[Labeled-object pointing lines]
######

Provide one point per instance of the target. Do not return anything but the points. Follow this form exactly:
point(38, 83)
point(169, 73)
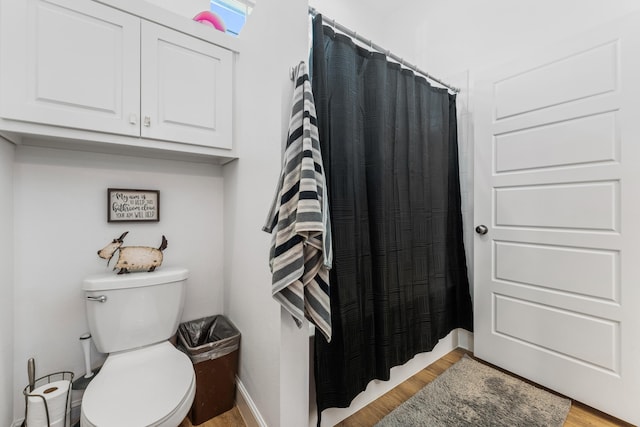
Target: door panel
point(557, 184)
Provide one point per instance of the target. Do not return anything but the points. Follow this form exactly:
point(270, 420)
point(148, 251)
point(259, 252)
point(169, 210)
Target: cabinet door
point(186, 88)
point(70, 63)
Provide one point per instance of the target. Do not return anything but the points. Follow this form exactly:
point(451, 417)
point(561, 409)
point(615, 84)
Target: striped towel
point(301, 255)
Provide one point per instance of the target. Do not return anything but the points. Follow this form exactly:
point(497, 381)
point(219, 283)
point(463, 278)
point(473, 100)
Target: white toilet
point(145, 380)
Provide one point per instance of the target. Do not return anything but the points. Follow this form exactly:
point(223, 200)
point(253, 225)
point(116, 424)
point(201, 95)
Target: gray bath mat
point(470, 393)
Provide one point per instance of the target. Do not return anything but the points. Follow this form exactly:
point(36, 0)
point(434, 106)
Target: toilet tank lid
point(109, 281)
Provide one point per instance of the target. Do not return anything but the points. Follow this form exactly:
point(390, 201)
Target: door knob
point(482, 230)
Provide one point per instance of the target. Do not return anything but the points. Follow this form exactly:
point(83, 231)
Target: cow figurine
point(133, 258)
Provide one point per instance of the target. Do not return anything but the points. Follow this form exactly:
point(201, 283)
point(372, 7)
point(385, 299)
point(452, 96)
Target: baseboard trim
point(248, 409)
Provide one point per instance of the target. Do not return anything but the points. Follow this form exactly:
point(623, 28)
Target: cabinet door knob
point(482, 230)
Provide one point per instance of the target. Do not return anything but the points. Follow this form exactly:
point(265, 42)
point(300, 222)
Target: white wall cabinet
point(186, 88)
point(83, 65)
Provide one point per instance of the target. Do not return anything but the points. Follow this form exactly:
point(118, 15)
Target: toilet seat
point(151, 386)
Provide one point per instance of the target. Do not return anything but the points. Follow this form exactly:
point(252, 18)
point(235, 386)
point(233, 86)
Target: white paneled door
point(557, 189)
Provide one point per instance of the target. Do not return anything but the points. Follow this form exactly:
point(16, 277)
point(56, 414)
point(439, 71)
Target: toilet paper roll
point(55, 394)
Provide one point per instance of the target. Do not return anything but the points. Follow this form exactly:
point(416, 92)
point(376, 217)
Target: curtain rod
point(313, 12)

######

DESCRIPTION OF THE TASK: Please format every line above as a JSON list of strings, one string per line, skipping blank lines and leaving the pictures out.

TASK OUTPUT:
[
  "Provide one point per instance of the target. Do not return anything but the points. Follow this form exactly:",
  "point(38, 83)",
  "point(169, 73)",
  "Target: door panel",
  "point(557, 184)",
  "Provide one point per instance of the target. Do not return anything but the points. Follow this form exactly:",
  "point(270, 420)",
  "point(148, 251)",
  "point(259, 252)",
  "point(169, 210)",
  "Target: cabinet door",
  "point(186, 88)",
  "point(70, 63)",
  "Provide one point per instance of the target. Do not return anything but the points. Follow this form exactly:",
  "point(451, 417)",
  "point(561, 409)",
  "point(615, 84)",
  "Target: striped towel",
  "point(301, 255)",
  "Provide one point per instance of the target. Do not return anything but the points. Follow this form exactly:",
  "point(497, 381)",
  "point(219, 283)",
  "point(463, 278)",
  "point(473, 100)",
  "Target: white toilet",
  "point(145, 380)",
  "Provide one point per instance of the target. Do not return anything but the points. Follow this form exactly:",
  "point(223, 200)",
  "point(253, 225)",
  "point(116, 424)",
  "point(201, 95)",
  "Target: gray bath mat",
  "point(470, 393)",
  "Provide one point per instance of the target. Do not return anything but the points. Follow this form exactly:",
  "point(36, 0)",
  "point(434, 106)",
  "Target: toilet tank lid",
  "point(109, 281)",
  "Provide one point per instance of the target. Do not return anything but the points. Follow this form exactly:",
  "point(390, 201)",
  "Target: door knob",
  "point(482, 230)",
  "Provide one point per instance of the target. Do not return anything but the points. Follow this form exactly:",
  "point(83, 231)",
  "Target: cow figurine",
  "point(133, 258)",
  "Provide one point per instance of the target. Do not return anything but the points. Follow this form exactly:",
  "point(201, 283)",
  "point(372, 7)",
  "point(385, 299)",
  "point(452, 96)",
  "Target: baseboard trim",
  "point(248, 409)",
  "Provide one point per instance of the target. Do not return anything but the points. Follow this form exactly:",
  "point(623, 28)",
  "Target: cabinet door knob",
  "point(482, 230)",
  "Provide one point per instance of the target. Do not return anything but the points. Follow this form exactly:",
  "point(265, 42)",
  "point(300, 222)",
  "Target: white wall cabinet",
  "point(186, 88)",
  "point(83, 65)",
  "Provide one point per instance of the target. Do not return anything but the points. Follow this form exactly:",
  "point(118, 15)",
  "Target: toilet seat",
  "point(151, 386)",
  "Provide one point per instance of the target. Do not return anything but the points. Follow this form exactly:",
  "point(252, 18)",
  "point(235, 386)",
  "point(233, 86)",
  "Target: white paneled door",
  "point(557, 189)",
  "Provide one point per instance of the target. Do not return anything but the points. Follow this form exactly:",
  "point(16, 277)",
  "point(56, 414)",
  "point(439, 71)",
  "Target: toilet paper roll",
  "point(55, 394)",
  "Provide one point per instance of the target. Do not return anything but the points. Follow this form exactly:",
  "point(416, 92)",
  "point(376, 217)",
  "Target: curtain rod",
  "point(313, 12)"
]